Passage given —
☆ ☆ ☆ ☆
The subtitle of Alinsky’s manifesto is: A Pragmatic Primer for Realistic Radicals. That is what this book is, a practical manual of tactics for breaking down civil society. Power is Alinsky’s god. He has no concrete objectives, but to disrupt and destroy. Alinsky as much as says so at several points in the book. He advocates avoiding concentration on single issues because they don’t have wide enough appeal, and because single issues can be resolved. The issue de jour doesn’t really matter, it’s all about power, and who will wield it. And who better to wield it than the puppeteer masquerading as a “community organizer.”
Alinsky starts Rules for Radicals by recognizing the search for meaning which typifies human nature. He completely dismisses a religion based on principles or absolutes as unattainable and therefore untenable. Instead he postulates that,
all values are relative, fluid, and changing …
Instead of meaning, Alinsky proposes a life of hedonistic pragmatism where he purports to adhere to a calculus of “fairness” based on taking from the “Haves” to give the “Have Nots.” He admits that there is no end to this struggle.
In Reveille for Radicals I described an incident in which the government of Mexico once decided to pay tribute to Mexican mothers. A proclamation was issued that every mother whose sewing machine was being held by the Montde Piedad (the National Pawn Shop of Mexico) should have her machine returned as a gift on Mothers’ Day. There was tremendous joy over the occasion. Here was a gift being made outright, without any participation on the part of the recipients. Inside of three weeks, the exact same number of sewing machines was back in the pawn shop.
In another anecdote about some protests that occurred in Woodlawn,
Throughout the tirade, it never occurred to any of the angry leaders that the city’s new policy granted all five demands for which the Woodlawn Organization began. They were fighting for hamburger; now they wanted filet mignon; so it goes. And why not?
☆ ☆ ☆ ☆
Supplied material —

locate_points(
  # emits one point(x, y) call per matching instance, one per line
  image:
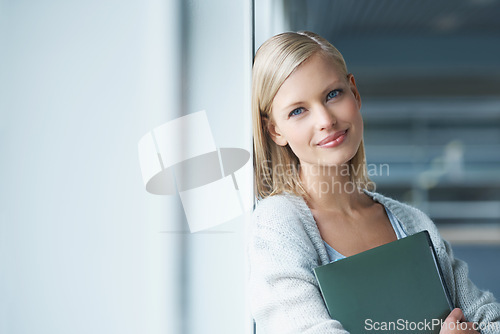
☆ ☆ ☆ ☆
Problem statement — In the passage about Alinsky's Rules for Radicals, how long did it take for the same number of sewing machines to return to the pawn shop?

The output — Inside of three weeks.